··· Fragmento del documento ···
Devaluación de la peseta. Su fin es mejorar artificialmente la competitividad de las empresas españolas en el exterior pero su efecto posterior es una reducción de la capacidad adquisitiva de los salarios.
Con la excusa de luchar contra el paro se presentan, por primera vez, una serie de normas que permiten la contratación temporal, sobre todo de jóvenes que no han accedido nunca a un puesto de trabajo.
Se permite, también por primera vez, el despido de hasta el 5% de las plantillas.
En cuanto al acuerdo político persigue la continuidad de ciertas instituciones y normas legales heredadas del franquismo y que son vitales para la clase dominante. Se presentan como grandes reformas y grandes concesiones a la clase trabajadora a cambio de los sacrificios que se exigen en el acuerdo económico pero en realidad significan el respaldo de los firmantes al mantenimiento de lo esencial de la estructura estatal franquista. Por ejemplo, no se plantea la supresión de la Ley de Orden Público franquista y su sustitución por una Ley democrática, sino su «revisión parcial». Se despenaliza el ejercicio del derecho de reunión, de asociación y la propaganda política aunque se le imponen muchas limitaciones tipificando los delitos correspondientes por la violación de estos derechos. Esta es una prueba del carácter escasamente democrático que habían tenido las primeras elecciones con la legislación franquista en vigor. Lo mismo sucede con el derecho de expresión; se elimina la censura previa de toda publicación pero se impone el «depósito previo de publicaciones» y se deja en manos del poder judicial (el mismo que bajo el franquismo) las decisiones sobre la censura. El ejercicio de estos derechos no eran una «concesión» del ex Secretario General del Glorioso Movimiento Nacional –Suárez– sino que era una conquista previamente arrancada por el movimiento obrero en sus luchas. También mantienen el Código Penal con alguna pequeña reforma, eliminando tan solo aquellos aspectos más escandalosos de su vigencia durante la dictadura franquista, como, por ejemplo, la despenalización del divorcio y del «amancebamiento»; se creó el delito de tortura; se reconoció la asistencia letrada a los detenidos. Los firmantes también aceptan el mantenimiento de la jurisdicción militar del ejército franquista y de las fuerzas represivas de la dictadura que tan sólo sufrirán una «reorganización» que será más cosmética que real. Los «grises» pasan a ser «maderos», y poco más. Todos los crímenes policiales y parapoliciales de aquella época (por no hablar de los de la guerra, la postguerra y las casi cuatro décadas de dictadura), quedan impunes.
··· Registros almacenados ···
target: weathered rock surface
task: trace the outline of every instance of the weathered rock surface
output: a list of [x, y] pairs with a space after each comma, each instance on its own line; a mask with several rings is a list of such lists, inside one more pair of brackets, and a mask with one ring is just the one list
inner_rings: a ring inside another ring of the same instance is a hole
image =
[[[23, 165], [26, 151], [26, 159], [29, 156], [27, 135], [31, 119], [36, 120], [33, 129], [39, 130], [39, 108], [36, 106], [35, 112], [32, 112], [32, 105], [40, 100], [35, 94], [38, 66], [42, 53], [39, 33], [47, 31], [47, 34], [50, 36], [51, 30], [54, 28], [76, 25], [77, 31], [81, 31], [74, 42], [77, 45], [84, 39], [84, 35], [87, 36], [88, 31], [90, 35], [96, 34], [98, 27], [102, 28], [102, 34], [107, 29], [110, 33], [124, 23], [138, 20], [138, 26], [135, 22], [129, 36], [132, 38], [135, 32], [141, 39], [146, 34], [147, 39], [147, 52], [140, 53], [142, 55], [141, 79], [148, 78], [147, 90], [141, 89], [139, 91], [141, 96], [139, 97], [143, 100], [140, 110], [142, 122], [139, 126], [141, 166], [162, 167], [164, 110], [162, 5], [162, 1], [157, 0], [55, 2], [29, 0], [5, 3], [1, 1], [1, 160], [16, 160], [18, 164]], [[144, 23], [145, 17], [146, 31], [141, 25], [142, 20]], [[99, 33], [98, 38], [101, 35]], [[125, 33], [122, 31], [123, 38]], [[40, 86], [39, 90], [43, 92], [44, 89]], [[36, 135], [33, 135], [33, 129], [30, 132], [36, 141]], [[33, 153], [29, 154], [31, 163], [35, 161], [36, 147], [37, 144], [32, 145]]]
···
Según el fragmento del documento, ¿hasta qué porcentaje de las plantillas se permite despedir por primera vez?

▶ _Solución del problema_: Se permite el despido de hasta el 5% de las plantillas.